賠償等支払関連文書公開請求拒否決定審査請求事案

(答申日:平成28年2月18日)

第一 審査会の結論

諮問実施機関(大阪府公安委員会)の判断は妥当である。

第二 審査請求に至る経過

  1. 平成25年9月20日、審査請求人は、大阪府警察本部長(以下「実施機関」という。)に対し、大阪府情報公開条例(以下「条例」という。)第6条の規定により、(1)「平成24年10月1日から平成25年9月30日までに発生した、大阪府警による誤認逮捕事件の捜査の為に支出した金額、内容等が記載された、一切の資料。」、(2)「上記の期間内の誤認逮捕事件の謝罪、賠償等の名目を問わず、誤認逮捕の結果支払われ、また支払われるであろう金額がわかる一切の資料。※幸いな事に上記期間中に、多発しているので、個人の特定にならない。」についての行政文書公開請求を行った。
  2. 平成25年10月3日、実施機関は、条例第15条第1項の規定により、「公開請求に係る行政文書の情報量が著しく多く、30日以内にそのすべてについて内容を確認し、公開決定等をすることにより、事務の遂行に著しい支障が生じるおそれがあるため。」として、1(2)の請求(以下「本件請求」という。)に対応する行政文書(以下「本件対象文書」という。)を公開請求があった日から30日以内に公開決定を行うこととし、1(1)の請求に対応する行政文書について公開決定等を行う期限を同年12月27日とする決定を行い、審査請求人に通知した。
  3. 平成25年10月22日、実施機関は、本件対象文書について、条例第13条第2項の規定により公開請求拒否決定(以下「本件決定」という。)を行い、次のとおり行政文書の存否を明らかにしない理由を付して、審査請求人に通知した。
    (行政文書の存否を明らかにしない理由)
    本件請求は、特定の個人が大阪府警察に誤認逮捕された件について、謝罪・賠償等名目を問わず、誤認逮捕の結果支払われ、また支払われるであろう金額について問うものである。
    本件請求に係る行政文書が存在しているか否かを答えることは、特定の個人に対して、上記のような支払が行われ、又は行われるか否かを明らかにするものであって、個人のプライバシーに関する情報を公にするものである。
    したがって、本件請求に係る行政文書が存在しているか否かを答えるだけで、条例第9条第1号に該当する情報を公開することになるため、条例第12条の規定により、当該行政文書の存否を明らかにしないで、本件公開請求を拒否する。
  4. 平成25年10月24日、審査請求人は、本件決定を不服として、行政不服審査法第5条の規定により、実施機関の上級庁である大阪府公安委員会(以下「諮問実施機関」という。)に対して、審査請求(以下「本件審査請求」という。)を行った。

第三 審査請求の趣旨

本件決定を取り消し、本件対象文書について公開するよう求める。

第四 審査請求人の主張要旨

審査請求書における審査請求人の主張は、概ね次のとおりである。

本件請求の趣旨は、一定の期間内に生じた多数の誤認逮捕事件の為に無駄な公金支出があったか否かを知るためであり、OECDで採択された原則にいう個人情報があるとすれば、マスキングをすればよく、結果的に1件であったとしても、まさに結果として偶然に1件であっただけで、それをもって条例の示す、特定個人のプライバシーに関する条項には反しない。

提供された記録:

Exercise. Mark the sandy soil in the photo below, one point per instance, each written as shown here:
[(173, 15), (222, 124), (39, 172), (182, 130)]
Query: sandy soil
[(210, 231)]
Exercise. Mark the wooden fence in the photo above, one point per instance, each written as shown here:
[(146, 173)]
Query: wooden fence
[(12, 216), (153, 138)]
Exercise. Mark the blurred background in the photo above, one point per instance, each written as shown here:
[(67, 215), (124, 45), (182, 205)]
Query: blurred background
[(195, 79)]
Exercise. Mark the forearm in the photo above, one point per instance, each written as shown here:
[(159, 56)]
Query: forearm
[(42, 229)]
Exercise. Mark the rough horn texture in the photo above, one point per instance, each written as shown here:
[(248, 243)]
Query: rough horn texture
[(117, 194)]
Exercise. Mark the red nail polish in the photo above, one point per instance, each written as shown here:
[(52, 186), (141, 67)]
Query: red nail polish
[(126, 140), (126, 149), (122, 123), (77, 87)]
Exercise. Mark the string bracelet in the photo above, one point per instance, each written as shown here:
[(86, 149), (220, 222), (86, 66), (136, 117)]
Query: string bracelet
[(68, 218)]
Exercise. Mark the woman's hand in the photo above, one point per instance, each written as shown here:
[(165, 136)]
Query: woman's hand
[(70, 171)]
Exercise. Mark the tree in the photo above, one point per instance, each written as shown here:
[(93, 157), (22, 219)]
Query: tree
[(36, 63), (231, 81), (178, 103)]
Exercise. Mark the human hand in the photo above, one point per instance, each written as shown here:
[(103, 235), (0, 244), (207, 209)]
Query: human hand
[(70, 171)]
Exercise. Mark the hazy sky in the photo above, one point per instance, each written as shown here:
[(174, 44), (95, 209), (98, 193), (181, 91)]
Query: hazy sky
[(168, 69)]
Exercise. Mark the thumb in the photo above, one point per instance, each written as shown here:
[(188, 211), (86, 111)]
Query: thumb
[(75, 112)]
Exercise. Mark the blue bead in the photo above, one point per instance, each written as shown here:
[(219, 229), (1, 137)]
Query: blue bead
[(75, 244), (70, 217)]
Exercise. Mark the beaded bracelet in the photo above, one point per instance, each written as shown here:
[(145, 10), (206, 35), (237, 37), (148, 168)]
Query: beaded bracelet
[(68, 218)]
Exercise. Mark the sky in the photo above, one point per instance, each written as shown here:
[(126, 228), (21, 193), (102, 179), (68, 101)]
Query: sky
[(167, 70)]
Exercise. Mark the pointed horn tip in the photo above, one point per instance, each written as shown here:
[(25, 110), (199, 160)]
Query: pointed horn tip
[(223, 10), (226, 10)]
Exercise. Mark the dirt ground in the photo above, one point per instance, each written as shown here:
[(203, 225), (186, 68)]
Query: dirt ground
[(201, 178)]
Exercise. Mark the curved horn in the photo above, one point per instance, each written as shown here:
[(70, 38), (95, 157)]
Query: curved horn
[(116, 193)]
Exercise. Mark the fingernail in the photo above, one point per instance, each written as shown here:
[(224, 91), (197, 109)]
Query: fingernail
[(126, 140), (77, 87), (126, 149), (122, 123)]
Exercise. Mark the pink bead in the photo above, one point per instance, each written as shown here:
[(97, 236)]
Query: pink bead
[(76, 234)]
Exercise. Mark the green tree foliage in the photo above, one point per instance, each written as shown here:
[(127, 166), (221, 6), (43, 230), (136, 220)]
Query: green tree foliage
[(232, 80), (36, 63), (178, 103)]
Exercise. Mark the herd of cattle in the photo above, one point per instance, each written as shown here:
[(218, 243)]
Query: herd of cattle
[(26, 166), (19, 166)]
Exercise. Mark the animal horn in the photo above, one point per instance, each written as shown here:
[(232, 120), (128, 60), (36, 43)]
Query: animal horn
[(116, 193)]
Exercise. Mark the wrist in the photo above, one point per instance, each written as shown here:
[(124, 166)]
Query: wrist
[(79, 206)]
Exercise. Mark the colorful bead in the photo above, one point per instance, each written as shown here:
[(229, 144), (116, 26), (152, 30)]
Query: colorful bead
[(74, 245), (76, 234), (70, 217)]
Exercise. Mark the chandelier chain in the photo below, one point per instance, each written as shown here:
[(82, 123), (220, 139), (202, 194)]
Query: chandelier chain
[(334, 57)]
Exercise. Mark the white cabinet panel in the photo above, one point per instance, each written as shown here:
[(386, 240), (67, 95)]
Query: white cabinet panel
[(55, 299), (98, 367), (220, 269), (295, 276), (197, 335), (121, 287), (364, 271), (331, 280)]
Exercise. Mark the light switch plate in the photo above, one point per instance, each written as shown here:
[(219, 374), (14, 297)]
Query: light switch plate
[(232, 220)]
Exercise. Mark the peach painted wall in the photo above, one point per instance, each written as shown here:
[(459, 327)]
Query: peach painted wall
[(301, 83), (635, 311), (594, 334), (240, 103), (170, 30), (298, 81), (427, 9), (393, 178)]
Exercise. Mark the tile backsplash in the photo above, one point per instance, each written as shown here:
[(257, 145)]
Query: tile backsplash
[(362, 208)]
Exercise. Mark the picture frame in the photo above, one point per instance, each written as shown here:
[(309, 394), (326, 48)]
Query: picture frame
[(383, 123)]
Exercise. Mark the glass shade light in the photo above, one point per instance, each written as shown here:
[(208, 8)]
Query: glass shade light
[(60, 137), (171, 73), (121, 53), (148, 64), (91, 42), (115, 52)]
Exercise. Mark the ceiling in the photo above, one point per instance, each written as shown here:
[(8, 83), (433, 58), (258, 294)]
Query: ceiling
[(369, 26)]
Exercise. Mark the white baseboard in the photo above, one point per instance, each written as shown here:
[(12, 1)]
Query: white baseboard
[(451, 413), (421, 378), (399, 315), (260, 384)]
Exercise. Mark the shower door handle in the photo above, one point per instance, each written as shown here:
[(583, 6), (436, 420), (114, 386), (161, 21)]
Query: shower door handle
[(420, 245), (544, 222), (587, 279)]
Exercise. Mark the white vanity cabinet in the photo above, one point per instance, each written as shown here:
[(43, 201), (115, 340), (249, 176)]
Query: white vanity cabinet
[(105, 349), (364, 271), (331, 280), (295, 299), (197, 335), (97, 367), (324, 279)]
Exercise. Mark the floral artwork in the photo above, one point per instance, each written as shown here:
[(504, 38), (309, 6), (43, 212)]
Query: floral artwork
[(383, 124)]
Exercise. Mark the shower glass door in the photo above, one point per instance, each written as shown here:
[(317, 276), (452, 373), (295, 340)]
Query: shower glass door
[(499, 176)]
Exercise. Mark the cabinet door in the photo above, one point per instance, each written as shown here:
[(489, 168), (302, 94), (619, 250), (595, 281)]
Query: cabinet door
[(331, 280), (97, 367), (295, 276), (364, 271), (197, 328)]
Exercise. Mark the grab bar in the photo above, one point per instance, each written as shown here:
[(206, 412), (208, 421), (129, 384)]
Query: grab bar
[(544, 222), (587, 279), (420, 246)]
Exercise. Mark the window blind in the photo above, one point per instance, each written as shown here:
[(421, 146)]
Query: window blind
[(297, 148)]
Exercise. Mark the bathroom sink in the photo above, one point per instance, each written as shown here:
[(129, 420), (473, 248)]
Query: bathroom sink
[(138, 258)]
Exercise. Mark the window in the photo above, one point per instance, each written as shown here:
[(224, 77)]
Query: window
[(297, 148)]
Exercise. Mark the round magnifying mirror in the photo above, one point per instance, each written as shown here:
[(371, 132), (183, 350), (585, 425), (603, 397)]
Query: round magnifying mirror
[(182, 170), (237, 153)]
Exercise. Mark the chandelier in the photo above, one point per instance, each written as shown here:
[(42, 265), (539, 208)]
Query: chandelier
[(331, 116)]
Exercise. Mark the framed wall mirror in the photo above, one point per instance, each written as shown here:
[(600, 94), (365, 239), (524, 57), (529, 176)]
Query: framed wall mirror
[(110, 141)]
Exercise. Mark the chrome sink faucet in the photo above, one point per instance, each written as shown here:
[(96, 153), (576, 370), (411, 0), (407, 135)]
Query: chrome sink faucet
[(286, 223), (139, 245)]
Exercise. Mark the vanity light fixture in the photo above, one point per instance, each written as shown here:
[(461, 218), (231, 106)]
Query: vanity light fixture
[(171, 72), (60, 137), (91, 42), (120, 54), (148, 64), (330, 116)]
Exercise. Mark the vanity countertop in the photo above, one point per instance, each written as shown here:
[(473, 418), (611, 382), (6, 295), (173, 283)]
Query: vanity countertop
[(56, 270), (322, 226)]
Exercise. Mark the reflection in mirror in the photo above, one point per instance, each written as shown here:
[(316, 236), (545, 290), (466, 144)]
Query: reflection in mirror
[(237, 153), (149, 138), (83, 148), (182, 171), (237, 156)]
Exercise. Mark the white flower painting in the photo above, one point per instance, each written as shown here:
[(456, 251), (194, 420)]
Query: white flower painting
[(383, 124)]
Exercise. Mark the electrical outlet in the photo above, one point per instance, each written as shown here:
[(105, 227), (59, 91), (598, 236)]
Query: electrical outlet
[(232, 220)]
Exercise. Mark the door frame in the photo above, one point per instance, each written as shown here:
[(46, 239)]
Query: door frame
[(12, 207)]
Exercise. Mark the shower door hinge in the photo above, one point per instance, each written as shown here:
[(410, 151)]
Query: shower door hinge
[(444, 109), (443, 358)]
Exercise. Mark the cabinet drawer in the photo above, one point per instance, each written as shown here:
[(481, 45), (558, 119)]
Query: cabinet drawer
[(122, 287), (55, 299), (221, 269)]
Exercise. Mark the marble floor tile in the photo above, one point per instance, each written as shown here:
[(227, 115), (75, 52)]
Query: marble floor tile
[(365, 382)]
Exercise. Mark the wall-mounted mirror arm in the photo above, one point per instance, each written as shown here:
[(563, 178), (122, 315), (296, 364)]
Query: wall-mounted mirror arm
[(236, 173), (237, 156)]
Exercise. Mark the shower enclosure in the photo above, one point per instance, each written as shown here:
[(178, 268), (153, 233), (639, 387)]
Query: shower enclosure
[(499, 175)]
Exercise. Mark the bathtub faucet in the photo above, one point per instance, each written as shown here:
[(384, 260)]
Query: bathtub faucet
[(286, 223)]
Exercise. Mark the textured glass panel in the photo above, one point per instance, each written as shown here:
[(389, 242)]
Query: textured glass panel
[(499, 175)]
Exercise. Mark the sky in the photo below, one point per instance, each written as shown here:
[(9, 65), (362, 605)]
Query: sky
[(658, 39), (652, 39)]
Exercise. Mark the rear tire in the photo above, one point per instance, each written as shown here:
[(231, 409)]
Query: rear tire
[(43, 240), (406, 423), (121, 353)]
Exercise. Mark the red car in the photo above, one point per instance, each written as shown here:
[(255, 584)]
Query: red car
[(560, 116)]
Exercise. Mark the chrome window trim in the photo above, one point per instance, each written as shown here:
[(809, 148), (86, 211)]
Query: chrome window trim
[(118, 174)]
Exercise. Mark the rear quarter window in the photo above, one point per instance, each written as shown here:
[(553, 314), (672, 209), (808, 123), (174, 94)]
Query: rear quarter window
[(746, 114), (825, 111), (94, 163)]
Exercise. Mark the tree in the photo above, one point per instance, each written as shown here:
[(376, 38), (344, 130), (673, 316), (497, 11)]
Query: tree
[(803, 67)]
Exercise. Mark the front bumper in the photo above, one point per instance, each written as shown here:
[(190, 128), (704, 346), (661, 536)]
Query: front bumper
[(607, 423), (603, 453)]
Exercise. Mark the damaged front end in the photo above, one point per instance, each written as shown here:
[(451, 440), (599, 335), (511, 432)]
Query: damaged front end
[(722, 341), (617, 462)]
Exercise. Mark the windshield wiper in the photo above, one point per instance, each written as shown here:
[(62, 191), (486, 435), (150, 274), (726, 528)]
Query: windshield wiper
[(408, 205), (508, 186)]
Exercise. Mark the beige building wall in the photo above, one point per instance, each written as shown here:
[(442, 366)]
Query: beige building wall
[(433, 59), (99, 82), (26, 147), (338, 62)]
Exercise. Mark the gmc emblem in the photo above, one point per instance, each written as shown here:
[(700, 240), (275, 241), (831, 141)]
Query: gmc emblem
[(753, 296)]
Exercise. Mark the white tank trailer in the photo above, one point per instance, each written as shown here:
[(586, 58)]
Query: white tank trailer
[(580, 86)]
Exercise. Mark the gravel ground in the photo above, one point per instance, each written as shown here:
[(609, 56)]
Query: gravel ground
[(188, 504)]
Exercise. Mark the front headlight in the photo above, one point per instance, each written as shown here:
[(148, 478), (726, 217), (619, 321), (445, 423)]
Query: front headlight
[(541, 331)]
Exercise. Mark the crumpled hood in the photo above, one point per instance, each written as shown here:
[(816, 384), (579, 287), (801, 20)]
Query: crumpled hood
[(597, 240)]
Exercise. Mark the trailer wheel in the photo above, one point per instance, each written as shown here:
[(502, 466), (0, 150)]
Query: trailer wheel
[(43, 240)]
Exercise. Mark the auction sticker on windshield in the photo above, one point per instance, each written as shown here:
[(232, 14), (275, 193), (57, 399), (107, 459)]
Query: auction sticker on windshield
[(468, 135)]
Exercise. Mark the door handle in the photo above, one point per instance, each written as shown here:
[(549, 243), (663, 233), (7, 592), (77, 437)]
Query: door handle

実施する課題:
a – 審査請求事案の抜粋にある次の一文を英語に訳してください:「諮問実施機関(大阪府公安委員会)の判断は妥当である。」
b – 記録のうち、「Exercise. Mark the vanity light」を含む行から「64), (330, 116)]」を含む行までを、空行を除いて番号付きリストに書き直すこと。

課題の解答:
a – The judgment of the consulted implementing agency (the Osaka Prefectural Public Safety Commission) is appropriate.

b –
1. Exercise. Mark the vanity light fixture in the photo above, one point per instance, each written as shown here:
2. [(461, 218), (231, 106)]
3. Query: vanity light fixture
4. [(171, 72), (60, 137), (91, 42), (120, 54), (148, 64), (330, 116)]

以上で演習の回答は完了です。